→ **Soal Latihan**:
1) Kembalikan seluruh teks tentang Rumah Cahaya tanpa mengubah satu huruf pun.
2) Daftarkan semua baris dalam catatan yang memuat kata "black", lalu salin baris-baris itu apa adanya.

→ **Teks Bacaan**:
Rumah Cahaya Depok 2 Timur baru saja diresmikan seminggu yang lalu dan dihadiri oleh Helvy Tiana Rosa serta anaknya Abdurrahman Faiz. Rumah Cahaya ini didirikan di rumah seorang anggota FLP Depok. Beliau memiliki seorang anak yang sangat gemar membaca. Seringkali sang ayah harus kerepotan saat membawa anaknya ke toko buku karena di sana anak tersebut baru mau pulang jika sudah membaca sepuluh buku atau lebih. Akhirnya, karena alasan itulah, sang ayah membuatkan Rumah Cahaya di rumahnya agar sang anak bisa membaca sepuasanya dirumahnya. Selain itu agar teman-teman anaknya dan tetangga-tetangganya bisa ikut menikmati bacaan dirumahnya. Menurut ibunya, anak ini memang sudah terbiasa dan bisa membaca sejak kecil sebelum masuk sekolah. Ibu dan ayahnya pun adalah orang-orang yang sangat suka membaca.
Memang tidak semua anak gila membaca seperti anak tersebut. Namun adanya pembiasaan, banyaknya buku di rumah, dan kemampuan membaca yang cukup dini dapat merangsang anak untuk gemar membaca. Ini baik untuk perkembangan anak itu ke depan. Sebab buku, hingga saat ini, masih menjadi sumber informasi yang utama bagi kebanyakan masyarakat. Meskipun kini ada media internet sebagai sumber informasi, namun internet belum terlalu akrab dengan seluruh lapisan masyarakat sehingga buku masih menjadi yang utama.

→ **Catatan penempatan titik**:
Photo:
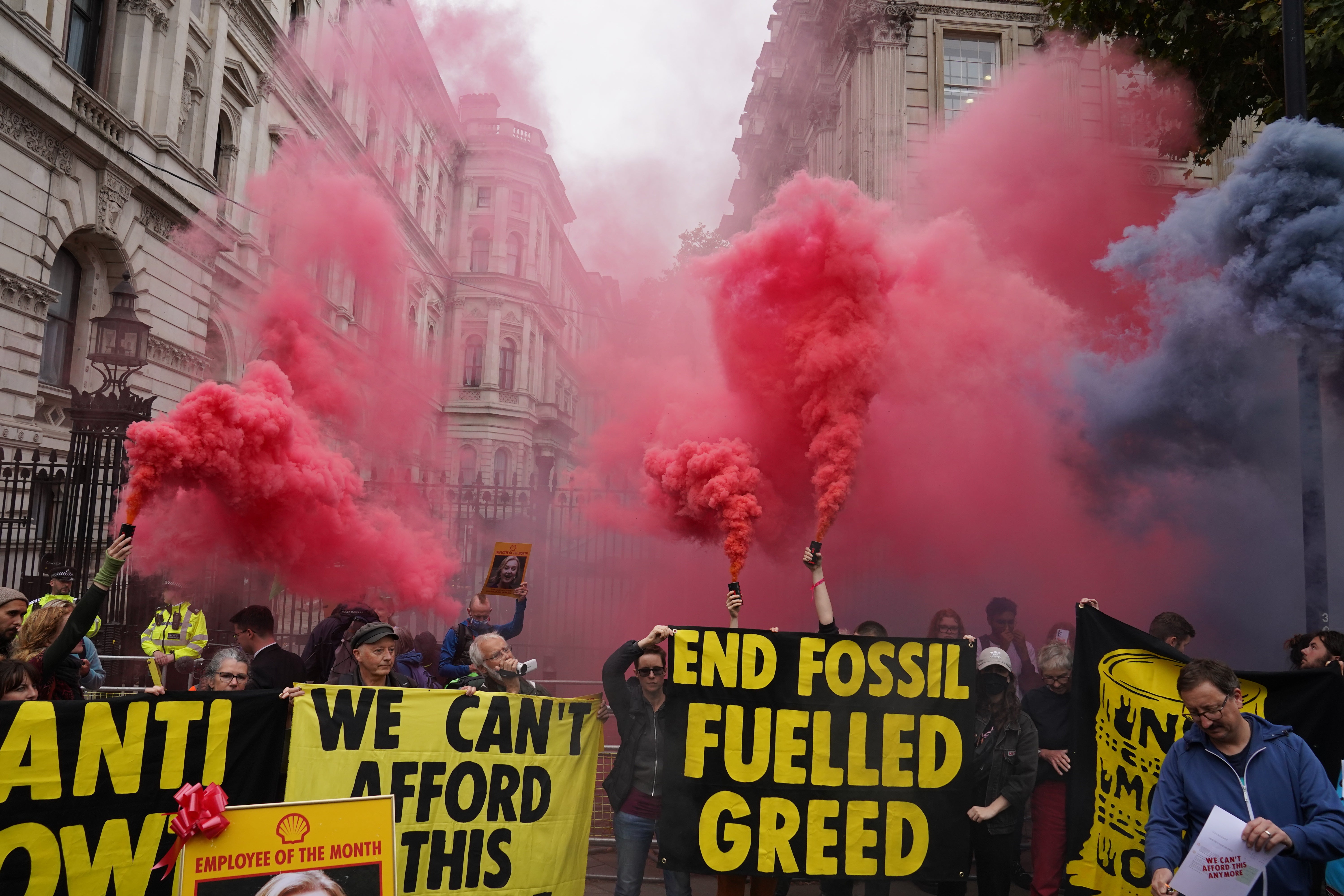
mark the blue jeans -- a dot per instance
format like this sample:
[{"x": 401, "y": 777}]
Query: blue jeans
[{"x": 634, "y": 835}]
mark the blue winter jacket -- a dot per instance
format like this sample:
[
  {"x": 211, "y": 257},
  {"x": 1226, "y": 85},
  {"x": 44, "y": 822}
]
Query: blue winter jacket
[{"x": 1286, "y": 784}]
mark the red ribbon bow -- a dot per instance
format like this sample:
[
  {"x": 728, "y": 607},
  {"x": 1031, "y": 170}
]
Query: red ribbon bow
[{"x": 201, "y": 812}]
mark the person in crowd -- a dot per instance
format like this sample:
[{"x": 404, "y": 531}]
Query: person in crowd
[
  {"x": 272, "y": 666},
  {"x": 175, "y": 637},
  {"x": 91, "y": 667},
  {"x": 226, "y": 671},
  {"x": 14, "y": 606},
  {"x": 1005, "y": 635},
  {"x": 1005, "y": 769},
  {"x": 374, "y": 648},
  {"x": 947, "y": 624},
  {"x": 495, "y": 668},
  {"x": 330, "y": 635},
  {"x": 428, "y": 647},
  {"x": 48, "y": 639},
  {"x": 639, "y": 774},
  {"x": 1260, "y": 772},
  {"x": 1173, "y": 629},
  {"x": 58, "y": 589},
  {"x": 1049, "y": 711},
  {"x": 18, "y": 680},
  {"x": 455, "y": 660},
  {"x": 409, "y": 661},
  {"x": 1323, "y": 648}
]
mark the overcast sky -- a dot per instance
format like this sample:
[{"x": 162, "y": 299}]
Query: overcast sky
[{"x": 640, "y": 104}]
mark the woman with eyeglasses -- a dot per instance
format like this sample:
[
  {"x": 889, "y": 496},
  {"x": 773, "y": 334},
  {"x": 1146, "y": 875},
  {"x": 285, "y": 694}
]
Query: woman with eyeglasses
[
  {"x": 640, "y": 774},
  {"x": 1005, "y": 770},
  {"x": 226, "y": 671},
  {"x": 1049, "y": 710}
]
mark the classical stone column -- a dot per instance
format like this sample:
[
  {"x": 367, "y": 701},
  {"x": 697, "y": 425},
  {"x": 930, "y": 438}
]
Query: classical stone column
[
  {"x": 454, "y": 351},
  {"x": 522, "y": 381},
  {"x": 491, "y": 375},
  {"x": 890, "y": 41}
]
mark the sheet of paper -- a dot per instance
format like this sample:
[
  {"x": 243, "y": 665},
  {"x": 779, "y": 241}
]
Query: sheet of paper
[{"x": 1220, "y": 864}]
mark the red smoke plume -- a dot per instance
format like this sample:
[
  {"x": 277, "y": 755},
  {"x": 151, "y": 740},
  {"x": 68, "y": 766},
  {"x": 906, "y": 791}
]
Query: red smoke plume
[
  {"x": 800, "y": 306},
  {"x": 706, "y": 489},
  {"x": 247, "y": 471}
]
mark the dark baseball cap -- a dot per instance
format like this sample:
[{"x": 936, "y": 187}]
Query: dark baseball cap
[{"x": 373, "y": 632}]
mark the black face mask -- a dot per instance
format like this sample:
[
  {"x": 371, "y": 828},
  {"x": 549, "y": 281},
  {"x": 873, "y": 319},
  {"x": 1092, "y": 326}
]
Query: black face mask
[{"x": 993, "y": 683}]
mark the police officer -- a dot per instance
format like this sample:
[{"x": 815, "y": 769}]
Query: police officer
[
  {"x": 58, "y": 589},
  {"x": 175, "y": 637}
]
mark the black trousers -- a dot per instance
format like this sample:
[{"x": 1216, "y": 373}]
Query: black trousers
[{"x": 995, "y": 856}]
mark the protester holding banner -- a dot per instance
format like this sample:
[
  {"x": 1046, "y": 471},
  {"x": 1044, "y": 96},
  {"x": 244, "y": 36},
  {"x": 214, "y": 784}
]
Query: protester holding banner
[
  {"x": 1049, "y": 709},
  {"x": 1173, "y": 629},
  {"x": 18, "y": 680},
  {"x": 1005, "y": 774},
  {"x": 1261, "y": 773},
  {"x": 13, "y": 606},
  {"x": 52, "y": 632},
  {"x": 639, "y": 777}
]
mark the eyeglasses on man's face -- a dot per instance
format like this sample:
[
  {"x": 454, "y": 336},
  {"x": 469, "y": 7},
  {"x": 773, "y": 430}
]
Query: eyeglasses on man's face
[
  {"x": 1213, "y": 715},
  {"x": 503, "y": 652}
]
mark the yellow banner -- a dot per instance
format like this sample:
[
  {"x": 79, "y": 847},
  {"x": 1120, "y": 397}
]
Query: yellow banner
[
  {"x": 1138, "y": 719},
  {"x": 314, "y": 847},
  {"x": 491, "y": 793}
]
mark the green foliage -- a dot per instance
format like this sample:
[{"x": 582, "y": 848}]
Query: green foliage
[{"x": 1232, "y": 52}]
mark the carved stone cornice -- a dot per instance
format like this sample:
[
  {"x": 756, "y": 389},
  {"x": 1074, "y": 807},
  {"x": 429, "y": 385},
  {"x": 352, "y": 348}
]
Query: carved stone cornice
[
  {"x": 25, "y": 132},
  {"x": 882, "y": 21},
  {"x": 114, "y": 195},
  {"x": 26, "y": 296},
  {"x": 175, "y": 357},
  {"x": 147, "y": 9}
]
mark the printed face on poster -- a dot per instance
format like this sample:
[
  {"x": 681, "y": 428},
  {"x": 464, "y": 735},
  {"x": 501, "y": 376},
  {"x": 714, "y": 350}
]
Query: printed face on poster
[
  {"x": 509, "y": 569},
  {"x": 322, "y": 848}
]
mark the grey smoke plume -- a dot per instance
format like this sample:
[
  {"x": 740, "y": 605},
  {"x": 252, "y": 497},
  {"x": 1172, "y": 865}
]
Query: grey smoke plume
[{"x": 1238, "y": 277}]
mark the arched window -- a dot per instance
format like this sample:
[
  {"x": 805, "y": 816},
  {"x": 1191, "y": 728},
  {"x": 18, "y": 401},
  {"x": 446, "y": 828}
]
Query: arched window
[
  {"x": 480, "y": 252},
  {"x": 58, "y": 342},
  {"x": 474, "y": 361},
  {"x": 467, "y": 464},
  {"x": 83, "y": 45},
  {"x": 217, "y": 354},
  {"x": 515, "y": 249},
  {"x": 372, "y": 131},
  {"x": 509, "y": 351}
]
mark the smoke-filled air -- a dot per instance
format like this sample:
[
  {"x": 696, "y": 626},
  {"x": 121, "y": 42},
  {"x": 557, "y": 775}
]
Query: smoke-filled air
[{"x": 1027, "y": 374}]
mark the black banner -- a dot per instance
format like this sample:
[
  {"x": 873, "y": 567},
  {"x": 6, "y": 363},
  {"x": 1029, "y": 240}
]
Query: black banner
[
  {"x": 84, "y": 785},
  {"x": 819, "y": 756},
  {"x": 1127, "y": 715}
]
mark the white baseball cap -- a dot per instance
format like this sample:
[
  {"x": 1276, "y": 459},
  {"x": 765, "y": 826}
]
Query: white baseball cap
[{"x": 994, "y": 657}]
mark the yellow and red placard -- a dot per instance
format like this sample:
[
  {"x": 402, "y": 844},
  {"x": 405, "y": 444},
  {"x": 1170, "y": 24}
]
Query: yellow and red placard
[
  {"x": 276, "y": 847},
  {"x": 509, "y": 569}
]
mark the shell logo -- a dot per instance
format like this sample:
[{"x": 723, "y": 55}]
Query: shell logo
[{"x": 292, "y": 829}]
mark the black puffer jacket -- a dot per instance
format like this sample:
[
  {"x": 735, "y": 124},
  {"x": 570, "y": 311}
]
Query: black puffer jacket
[{"x": 632, "y": 719}]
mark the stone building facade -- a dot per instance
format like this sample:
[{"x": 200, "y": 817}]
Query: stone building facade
[
  {"x": 857, "y": 89},
  {"x": 123, "y": 120}
]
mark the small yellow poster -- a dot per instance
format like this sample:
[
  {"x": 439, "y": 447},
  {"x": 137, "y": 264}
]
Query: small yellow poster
[{"x": 319, "y": 848}]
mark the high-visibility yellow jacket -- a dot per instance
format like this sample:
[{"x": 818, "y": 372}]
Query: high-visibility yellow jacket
[
  {"x": 178, "y": 631},
  {"x": 48, "y": 598}
]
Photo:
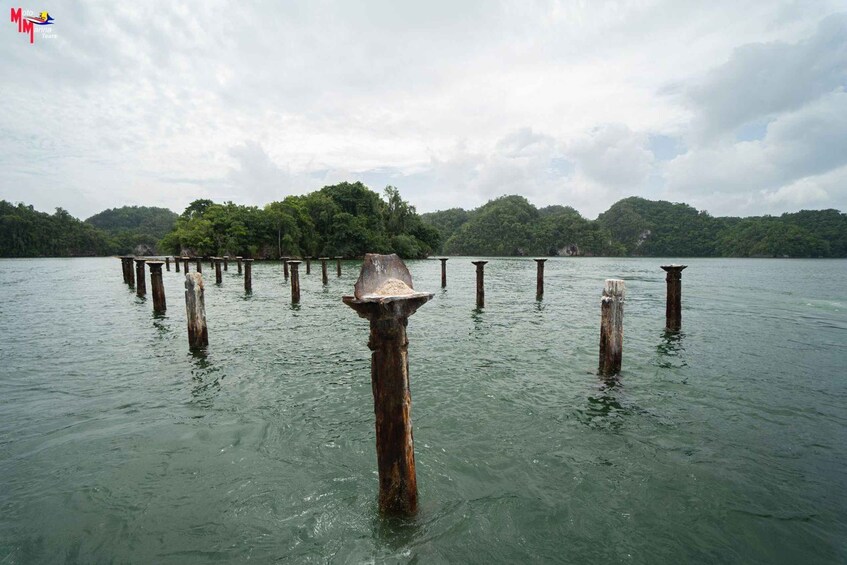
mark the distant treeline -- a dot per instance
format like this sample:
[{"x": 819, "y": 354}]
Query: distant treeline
[
  {"x": 349, "y": 219},
  {"x": 510, "y": 225}
]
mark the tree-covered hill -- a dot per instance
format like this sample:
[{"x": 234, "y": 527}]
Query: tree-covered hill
[
  {"x": 134, "y": 228},
  {"x": 25, "y": 232}
]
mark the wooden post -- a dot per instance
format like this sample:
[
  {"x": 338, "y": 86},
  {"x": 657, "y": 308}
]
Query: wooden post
[
  {"x": 195, "y": 309},
  {"x": 673, "y": 307},
  {"x": 323, "y": 270},
  {"x": 480, "y": 283},
  {"x": 156, "y": 286},
  {"x": 248, "y": 275},
  {"x": 611, "y": 327},
  {"x": 141, "y": 278},
  {"x": 539, "y": 280},
  {"x": 443, "y": 271},
  {"x": 218, "y": 276},
  {"x": 385, "y": 297},
  {"x": 295, "y": 281}
]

→ **Jawaban Latihan**:
1)
Rumah Cahaya Depok 2 Timur baru saja diresmikan seminggu yang lalu dan dihadiri oleh Helvy Tiana Rosa serta anaknya Abdurrahman Faiz. Rumah Cahaya ini didirikan di rumah seorang anggota FLP Depok. Beliau memiliki seorang anak yang sangat gemar membaca. Seringkali sang ayah harus kerepotan saat membawa anaknya ke toko buku karena di sana anak tersebut baru mau pulang jika sudah membaca sepuluh buku atau lebih. Akhirnya, karena alasan itulah, sang ayah membuatkan Rumah Cahaya di rumahnya agar sang anak bisa membaca sepuasanya dirumahnya. Selain itu agar teman-teman anaknya dan tetangga-tetangganya bisa ikut menikmati bacaan dirumahnya. Menurut ibunya, anak ini memang sudah terbiasa dan bisa membaca sejak kecil sebelum masuk sekolah. Ibu dan ayahnya pun adalah orang-orang yang sangat suka membaca.
Memang tidak semua anak gila membaca seperti anak tersebut. Namun adanya pembiasaan, banyaknya buku di rumah, dan kemampuan membaca yang cukup dini dapat merangsang anak untuk gemar membaca. Ini baik untuk perkembangan anak itu ke depan. Sebab buku, hingga saat ini, masih menjadi sumber informasi yang utama bagi kebanyakan masyarakat. Meskipun kini ada media internet sebagai sumber informasi, namun internet belum terlalu akrab dengan seluruh lapisan masyarakat sehingga buku masih menjadi yang utama.

2)
mark the black face mask -- a dot per instance
Query: black face mask
mark the black trousers -- a dot per instance
Query: black trousers
mark the black banner -- a dot per instance
Query: black banner
mark the black puffer jacket -- a dot per instance
Query: black puffer jacket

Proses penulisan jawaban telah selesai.